Supplied passage:
▼▼▼
Row Your Bike To China

If you’re a fan of endurance racing motor vehicles, there’s one that puts the 24 Hours of Le Mans, the Dakar Rally, and the Baja 1000 to shame, and the race doesn’t even involve cars. Indeed, the vehicles used for this massive trek from France to China are electric bicycles, powered only by solar panels. This is the epic Sun Trip endurance race, and one of its competitors built a unique tandem bike that is powered both by pedaling, rowing, and the solar panels.

The tandem bike is interesting on its own since the atypical design uses a back-to-back layout which means one person is facing backward, but the storage space is dramatically increased over the normal forward-facing layout. The person in the rear doesn’t pedal, though. [Justin_le] built an upper-body-powered rowing station for that spot so that the person riding back there can rest their legs but still help propel the vehicle. Of course, there’s also a solar panel roof so the two riders can pedal and row in the shade, which includes MPPT and solar tracking which drives a small electric motor on board as well.

This race started in June but is still going on. There’s a live GPS feed so you can keep up with the teams, and if you get really inspired you can go ahead and sign up for the 2019 race as well. This particular bike was also featured on Radio Canada as well if you’d like to learn more about it.
▲▲▲
Items from a data source:
▼▼▼
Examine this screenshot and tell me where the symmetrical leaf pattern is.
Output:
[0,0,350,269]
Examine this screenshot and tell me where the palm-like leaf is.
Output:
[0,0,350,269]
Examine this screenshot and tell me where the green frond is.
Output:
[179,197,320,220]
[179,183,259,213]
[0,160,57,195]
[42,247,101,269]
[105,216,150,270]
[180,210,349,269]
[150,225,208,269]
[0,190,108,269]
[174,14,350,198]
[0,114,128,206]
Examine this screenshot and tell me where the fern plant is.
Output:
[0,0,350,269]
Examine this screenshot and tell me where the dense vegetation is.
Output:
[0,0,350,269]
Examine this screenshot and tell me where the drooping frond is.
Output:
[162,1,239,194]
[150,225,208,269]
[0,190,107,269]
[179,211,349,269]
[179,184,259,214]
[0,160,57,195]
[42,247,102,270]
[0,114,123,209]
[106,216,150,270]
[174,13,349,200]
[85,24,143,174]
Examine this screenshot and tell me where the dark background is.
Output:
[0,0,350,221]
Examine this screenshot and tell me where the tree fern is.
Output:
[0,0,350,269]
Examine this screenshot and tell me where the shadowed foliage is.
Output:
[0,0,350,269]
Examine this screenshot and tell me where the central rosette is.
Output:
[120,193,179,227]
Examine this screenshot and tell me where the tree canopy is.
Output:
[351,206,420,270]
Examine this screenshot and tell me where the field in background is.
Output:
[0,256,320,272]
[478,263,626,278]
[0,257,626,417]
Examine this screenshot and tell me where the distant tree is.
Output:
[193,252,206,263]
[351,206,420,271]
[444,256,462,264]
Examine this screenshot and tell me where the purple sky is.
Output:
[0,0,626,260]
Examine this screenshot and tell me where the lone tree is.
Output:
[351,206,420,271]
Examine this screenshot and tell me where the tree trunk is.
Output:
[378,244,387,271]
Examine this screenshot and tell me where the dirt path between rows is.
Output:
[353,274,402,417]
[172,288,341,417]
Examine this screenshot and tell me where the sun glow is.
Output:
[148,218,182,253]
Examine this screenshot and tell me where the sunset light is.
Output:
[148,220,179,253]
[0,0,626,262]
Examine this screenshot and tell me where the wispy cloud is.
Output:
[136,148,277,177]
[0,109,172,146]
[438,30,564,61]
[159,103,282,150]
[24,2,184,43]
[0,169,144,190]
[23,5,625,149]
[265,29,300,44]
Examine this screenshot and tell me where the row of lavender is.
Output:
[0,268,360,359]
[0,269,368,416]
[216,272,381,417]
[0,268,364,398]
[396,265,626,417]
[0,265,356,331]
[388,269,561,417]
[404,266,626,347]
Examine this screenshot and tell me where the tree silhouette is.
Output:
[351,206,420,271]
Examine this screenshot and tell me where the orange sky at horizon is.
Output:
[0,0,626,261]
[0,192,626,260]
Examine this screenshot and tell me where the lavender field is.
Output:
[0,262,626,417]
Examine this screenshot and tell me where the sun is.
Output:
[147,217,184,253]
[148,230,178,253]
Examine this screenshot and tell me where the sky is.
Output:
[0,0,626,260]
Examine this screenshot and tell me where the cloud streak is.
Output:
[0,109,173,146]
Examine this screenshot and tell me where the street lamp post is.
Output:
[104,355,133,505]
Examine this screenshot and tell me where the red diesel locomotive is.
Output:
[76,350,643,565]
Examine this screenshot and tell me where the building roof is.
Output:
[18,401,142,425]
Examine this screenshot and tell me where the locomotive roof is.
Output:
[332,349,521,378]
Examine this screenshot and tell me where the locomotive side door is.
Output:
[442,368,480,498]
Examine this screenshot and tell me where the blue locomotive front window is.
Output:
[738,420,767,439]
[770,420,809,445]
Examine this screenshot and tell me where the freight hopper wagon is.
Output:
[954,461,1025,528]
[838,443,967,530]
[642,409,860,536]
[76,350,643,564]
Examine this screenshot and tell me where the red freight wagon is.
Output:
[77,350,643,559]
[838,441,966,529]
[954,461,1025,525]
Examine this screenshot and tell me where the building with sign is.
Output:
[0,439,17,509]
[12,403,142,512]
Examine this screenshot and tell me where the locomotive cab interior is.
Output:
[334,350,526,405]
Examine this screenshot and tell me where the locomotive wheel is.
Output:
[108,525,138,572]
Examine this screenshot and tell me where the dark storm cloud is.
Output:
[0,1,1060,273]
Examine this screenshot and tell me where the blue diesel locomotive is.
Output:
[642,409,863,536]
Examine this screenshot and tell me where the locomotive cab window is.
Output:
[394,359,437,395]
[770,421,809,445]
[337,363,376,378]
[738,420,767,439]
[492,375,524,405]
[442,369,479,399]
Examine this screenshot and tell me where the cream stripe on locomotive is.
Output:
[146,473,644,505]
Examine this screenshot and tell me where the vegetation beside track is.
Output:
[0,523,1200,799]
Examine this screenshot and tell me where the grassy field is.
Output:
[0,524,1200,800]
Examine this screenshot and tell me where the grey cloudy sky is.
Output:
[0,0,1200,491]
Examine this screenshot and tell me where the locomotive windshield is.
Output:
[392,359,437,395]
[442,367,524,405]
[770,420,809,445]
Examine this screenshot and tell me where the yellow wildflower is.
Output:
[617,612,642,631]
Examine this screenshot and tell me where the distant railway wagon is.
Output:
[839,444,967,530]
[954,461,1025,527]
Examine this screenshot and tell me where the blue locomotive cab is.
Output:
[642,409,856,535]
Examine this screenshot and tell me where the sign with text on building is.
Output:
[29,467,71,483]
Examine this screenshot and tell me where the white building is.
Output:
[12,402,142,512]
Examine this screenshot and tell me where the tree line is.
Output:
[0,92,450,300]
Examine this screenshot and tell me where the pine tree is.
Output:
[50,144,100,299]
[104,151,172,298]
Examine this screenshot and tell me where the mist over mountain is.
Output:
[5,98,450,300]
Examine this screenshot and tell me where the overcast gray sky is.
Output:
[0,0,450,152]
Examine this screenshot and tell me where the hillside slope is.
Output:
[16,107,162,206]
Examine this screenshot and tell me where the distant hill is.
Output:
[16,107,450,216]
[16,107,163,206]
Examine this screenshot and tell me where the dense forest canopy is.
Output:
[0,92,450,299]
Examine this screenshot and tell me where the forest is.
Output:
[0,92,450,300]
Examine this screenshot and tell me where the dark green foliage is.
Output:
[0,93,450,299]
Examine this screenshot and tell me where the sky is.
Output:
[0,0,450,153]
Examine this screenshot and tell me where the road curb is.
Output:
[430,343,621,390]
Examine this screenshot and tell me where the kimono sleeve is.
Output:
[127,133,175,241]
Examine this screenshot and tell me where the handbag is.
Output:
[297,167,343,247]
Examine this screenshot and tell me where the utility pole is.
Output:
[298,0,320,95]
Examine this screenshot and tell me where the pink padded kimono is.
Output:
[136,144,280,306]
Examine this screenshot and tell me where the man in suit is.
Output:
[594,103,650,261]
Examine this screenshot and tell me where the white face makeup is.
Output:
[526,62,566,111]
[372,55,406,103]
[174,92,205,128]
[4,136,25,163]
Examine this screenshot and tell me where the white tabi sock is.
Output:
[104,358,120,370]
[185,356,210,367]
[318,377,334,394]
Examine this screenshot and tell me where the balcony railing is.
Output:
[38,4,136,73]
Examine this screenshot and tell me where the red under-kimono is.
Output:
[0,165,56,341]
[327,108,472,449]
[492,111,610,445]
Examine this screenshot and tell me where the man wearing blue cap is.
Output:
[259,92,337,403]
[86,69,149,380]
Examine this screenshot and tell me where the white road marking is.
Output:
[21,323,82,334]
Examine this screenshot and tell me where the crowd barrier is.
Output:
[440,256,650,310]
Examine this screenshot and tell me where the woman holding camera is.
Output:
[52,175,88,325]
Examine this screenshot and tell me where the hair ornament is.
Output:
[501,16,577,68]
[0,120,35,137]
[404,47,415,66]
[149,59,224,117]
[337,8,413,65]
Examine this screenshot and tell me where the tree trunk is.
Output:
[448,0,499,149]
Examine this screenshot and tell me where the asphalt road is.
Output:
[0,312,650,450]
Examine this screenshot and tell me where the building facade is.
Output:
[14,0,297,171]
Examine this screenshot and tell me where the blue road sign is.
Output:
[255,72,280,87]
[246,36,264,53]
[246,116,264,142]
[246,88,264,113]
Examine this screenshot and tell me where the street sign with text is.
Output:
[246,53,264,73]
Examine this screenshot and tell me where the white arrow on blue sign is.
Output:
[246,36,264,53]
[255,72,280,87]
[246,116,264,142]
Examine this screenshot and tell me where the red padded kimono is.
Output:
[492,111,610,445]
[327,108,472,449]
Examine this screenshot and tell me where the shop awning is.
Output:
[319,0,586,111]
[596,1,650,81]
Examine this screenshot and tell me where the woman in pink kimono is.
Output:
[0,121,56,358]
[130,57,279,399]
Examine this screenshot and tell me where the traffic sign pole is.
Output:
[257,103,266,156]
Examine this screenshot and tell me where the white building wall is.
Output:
▲▲▲
Task list:
- a) Revise the Sun Trip bike text by writing it out again starting at "The tandem bike" and ending at "board as well.", with "storage space" changed to "cargo room".
- b) According to the Sun Trip bike text, between which two countries does the race run?

Written responses:
- a)
The tandem bike is interesting on its own since the atypical design uses a back-to-back layout which means one person is facing backward, but the cargo room is dramatically increased over the normal forward-facing layout. The person in the rear doesn’t pedal, though. [Justin_le] built an upper-body-powered rowing station for that spot so that the person riding back there can rest their legs but still help propel the vehicle. Of course, there’s also a solar panel roof so the two riders can pedal and row in the shade, which includes MPPT and solar tracking which drives a small electric motor on board as well.

- b) From France to China.